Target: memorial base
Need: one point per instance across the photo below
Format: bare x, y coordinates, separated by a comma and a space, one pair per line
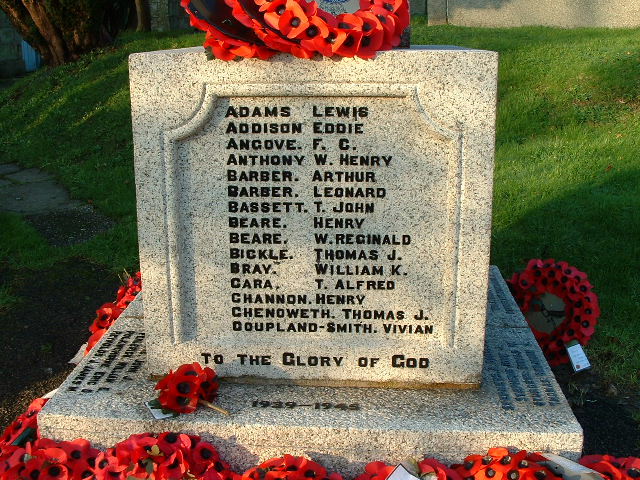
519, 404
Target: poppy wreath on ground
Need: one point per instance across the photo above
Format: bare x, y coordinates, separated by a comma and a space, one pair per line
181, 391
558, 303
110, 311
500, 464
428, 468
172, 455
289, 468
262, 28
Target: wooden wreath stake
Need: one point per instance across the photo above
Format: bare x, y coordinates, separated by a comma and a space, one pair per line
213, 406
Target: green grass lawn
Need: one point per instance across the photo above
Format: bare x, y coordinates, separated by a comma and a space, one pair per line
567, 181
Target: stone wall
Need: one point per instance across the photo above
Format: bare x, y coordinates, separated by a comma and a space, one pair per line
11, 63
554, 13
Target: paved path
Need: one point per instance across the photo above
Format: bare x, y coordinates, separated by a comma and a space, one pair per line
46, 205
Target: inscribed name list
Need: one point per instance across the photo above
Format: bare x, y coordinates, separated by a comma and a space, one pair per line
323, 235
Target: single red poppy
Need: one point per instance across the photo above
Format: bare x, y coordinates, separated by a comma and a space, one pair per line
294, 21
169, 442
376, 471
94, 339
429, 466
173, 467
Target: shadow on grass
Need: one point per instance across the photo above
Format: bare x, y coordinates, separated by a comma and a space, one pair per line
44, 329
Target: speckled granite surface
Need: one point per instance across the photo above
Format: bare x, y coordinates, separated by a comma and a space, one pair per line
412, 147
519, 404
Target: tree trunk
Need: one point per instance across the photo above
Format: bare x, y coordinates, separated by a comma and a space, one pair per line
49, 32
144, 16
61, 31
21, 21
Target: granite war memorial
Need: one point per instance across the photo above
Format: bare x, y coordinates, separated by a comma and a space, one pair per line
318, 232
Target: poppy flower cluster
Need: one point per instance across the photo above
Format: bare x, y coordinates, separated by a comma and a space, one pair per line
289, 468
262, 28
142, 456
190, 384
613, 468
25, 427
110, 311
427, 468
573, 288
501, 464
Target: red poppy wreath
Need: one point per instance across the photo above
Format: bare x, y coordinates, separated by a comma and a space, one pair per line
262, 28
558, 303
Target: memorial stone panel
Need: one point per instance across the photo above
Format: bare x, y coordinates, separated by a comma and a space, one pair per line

# TO DO
Images in the data above are to be skipped. Retype all other material exactly.

# RESPONSE TO THE EXERCISE
Target: memorial base
Need: one point per instance across the photo below
Format: bare x, y coordinates, separated by a comma and a space, one pair per line
519, 404
Target: poppy wreath on ground
Need: one point per instance across the photo above
Format: bare x, y coordinates, separated by a comma and a space, one pair per line
181, 391
558, 303
110, 311
500, 464
428, 468
172, 455
289, 468
262, 28
Target: wooden wreath stake
Need: one point per instance across the photo above
Format: bare x, y coordinates, separated by a comma and a space, one pair per line
213, 406
Target: green grass lawn
Need: one point per instance across the photo above
Format: bare x, y coordinates, separated by a comma and a space, one pair per line
567, 181
Target: stone wall
Need: one point per instance across the photo above
Format: bare x, y coordinates, separated by a comma and a space, one pair per line
11, 63
554, 13
Target: paved path
Need: one point per instance across the photo above
Format: bare x, y coordinates, separated by a comma and a space, one pair per line
46, 205
Target: inscribed name list
Need: one point per instance across the photo above
Format: bare x, y coordinates, separated by a comma and a space, one pair per line
323, 235
Target: single red poppy
Need: one point per instance across the photo above
Format: bare x, y coordinates, separated by a comma and a space, one pair per line
294, 21
169, 442
376, 471
94, 339
429, 466
173, 467
Target: shadow on grass
Need: one point per instance across the photo above
Format: bare x, y coordinates, separated by a comma and a space, one pair per line
44, 329
Target: speckled granite surface
Need: one point per instance across the photo above
Format: bare x, y coordinates, separated by a comma and a space, one pair per line
412, 147
519, 404
Target: tree trunk
Need: one point per instance across the photo above
Format: bare x, y coordinates, separated by a comma and a space, one pair per line
49, 32
144, 16
61, 31
21, 21
Target: granite war memorial
Need: one point per instance across the photo above
Format: bare x, y coordinates, separated by a comma and a space, one pair per line
318, 232
Target: poppy flower cluster
Need: one point per instance across the photo above
Format: bare x, y coordinates, separated by a comma and a space, one pair per line
289, 468
262, 28
142, 456
190, 384
613, 468
25, 427
110, 311
427, 468
573, 288
501, 464
Target: red poppy wreath
Need: one point per instance across the photo above
Format: bare x, y coordinates, separated by a comma and a space, one pair per line
262, 28
558, 303
Target: memorial stone panel
Need: one point per instance across the photo above
Format: bare x, y coordinates, separated by a comma and a space, one pair per line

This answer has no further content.